- _Job_:
Substitute "vehicle" for "car" throughout the stretch from the line containing "[tag] crop field: a pin per instance" through the end of the lines. Give that stretch again with every other part unchanged.

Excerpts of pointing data
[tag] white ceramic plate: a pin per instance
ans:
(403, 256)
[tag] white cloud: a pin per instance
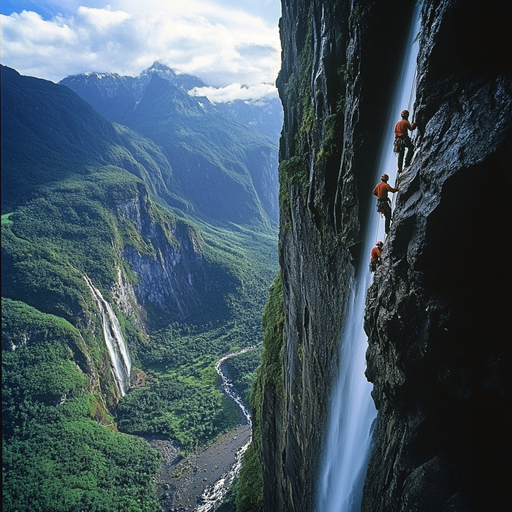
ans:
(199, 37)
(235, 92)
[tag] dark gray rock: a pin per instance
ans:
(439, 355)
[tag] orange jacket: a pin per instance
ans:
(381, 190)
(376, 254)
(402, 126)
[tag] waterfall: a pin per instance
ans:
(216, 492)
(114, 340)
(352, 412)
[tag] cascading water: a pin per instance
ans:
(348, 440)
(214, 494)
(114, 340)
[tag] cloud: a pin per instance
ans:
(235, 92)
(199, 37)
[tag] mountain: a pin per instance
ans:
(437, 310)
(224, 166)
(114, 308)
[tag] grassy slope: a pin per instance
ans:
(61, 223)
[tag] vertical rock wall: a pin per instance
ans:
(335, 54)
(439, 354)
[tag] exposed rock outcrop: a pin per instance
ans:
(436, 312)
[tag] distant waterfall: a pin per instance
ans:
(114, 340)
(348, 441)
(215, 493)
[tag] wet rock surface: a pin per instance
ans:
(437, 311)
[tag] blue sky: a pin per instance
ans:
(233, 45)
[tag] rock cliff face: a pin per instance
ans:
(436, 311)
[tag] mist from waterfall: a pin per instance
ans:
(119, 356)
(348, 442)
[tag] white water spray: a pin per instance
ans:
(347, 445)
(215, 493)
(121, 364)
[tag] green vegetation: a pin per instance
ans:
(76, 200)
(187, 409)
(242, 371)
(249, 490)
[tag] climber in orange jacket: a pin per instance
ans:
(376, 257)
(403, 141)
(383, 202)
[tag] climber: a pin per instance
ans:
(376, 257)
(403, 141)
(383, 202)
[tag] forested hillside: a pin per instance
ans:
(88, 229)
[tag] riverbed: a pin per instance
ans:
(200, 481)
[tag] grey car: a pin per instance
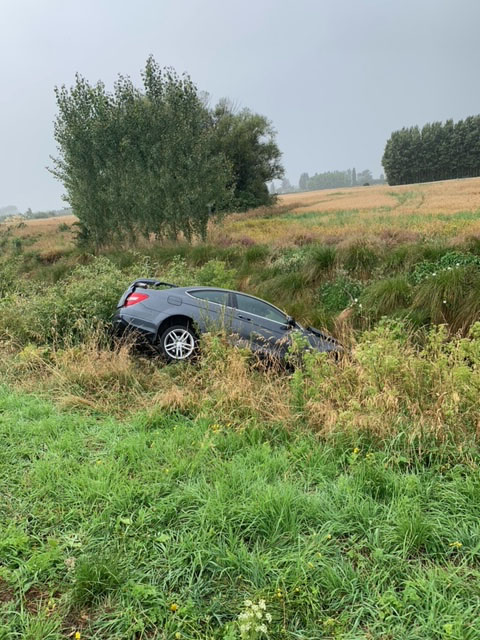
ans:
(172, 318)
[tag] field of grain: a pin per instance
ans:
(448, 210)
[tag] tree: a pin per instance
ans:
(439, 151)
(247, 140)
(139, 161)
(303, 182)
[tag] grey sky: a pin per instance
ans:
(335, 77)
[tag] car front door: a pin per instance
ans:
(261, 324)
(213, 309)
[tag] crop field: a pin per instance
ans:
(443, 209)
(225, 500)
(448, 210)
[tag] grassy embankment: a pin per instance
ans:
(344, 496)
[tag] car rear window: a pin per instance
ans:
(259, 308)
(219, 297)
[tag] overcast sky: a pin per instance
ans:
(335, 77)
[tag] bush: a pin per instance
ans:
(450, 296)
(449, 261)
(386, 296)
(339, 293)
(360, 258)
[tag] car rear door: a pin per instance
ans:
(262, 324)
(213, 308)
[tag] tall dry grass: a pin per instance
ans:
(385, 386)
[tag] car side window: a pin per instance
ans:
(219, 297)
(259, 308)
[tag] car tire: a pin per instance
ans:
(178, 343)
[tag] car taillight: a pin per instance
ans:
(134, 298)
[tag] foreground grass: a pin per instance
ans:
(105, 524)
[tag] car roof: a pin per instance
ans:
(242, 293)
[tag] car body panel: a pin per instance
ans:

- _Complete output_:
[tag] crop field: a pin per instance
ans:
(443, 209)
(225, 500)
(448, 210)
[tag] grassy embankment: a pin per instance
ans:
(344, 496)
[tag] vehicle rear window: a pin per instance
ans:
(259, 308)
(219, 297)
[tag] overcast sky: a pin per instance
ans:
(335, 77)
[tag] bush: a pin per instance
ans:
(450, 296)
(449, 261)
(386, 296)
(339, 293)
(360, 258)
[tag] vehicle rear door: a pin per instance
ans:
(262, 324)
(213, 308)
[tag] tall dry grass: a pin per instance
ans:
(385, 386)
[tag] vehicle side window: a pin per instance
ans:
(219, 297)
(259, 308)
[tag] vehicle tire: a pin per instance
ans:
(178, 343)
[tag] vehicle taillight: a pin per instance
ans:
(134, 298)
[tag] foreground grass: a pin per instance
ans:
(105, 524)
[tag] vehicle roof: a pin per instance
ans:
(242, 293)
[tag] vehicle body panel: a pin per instance
ans:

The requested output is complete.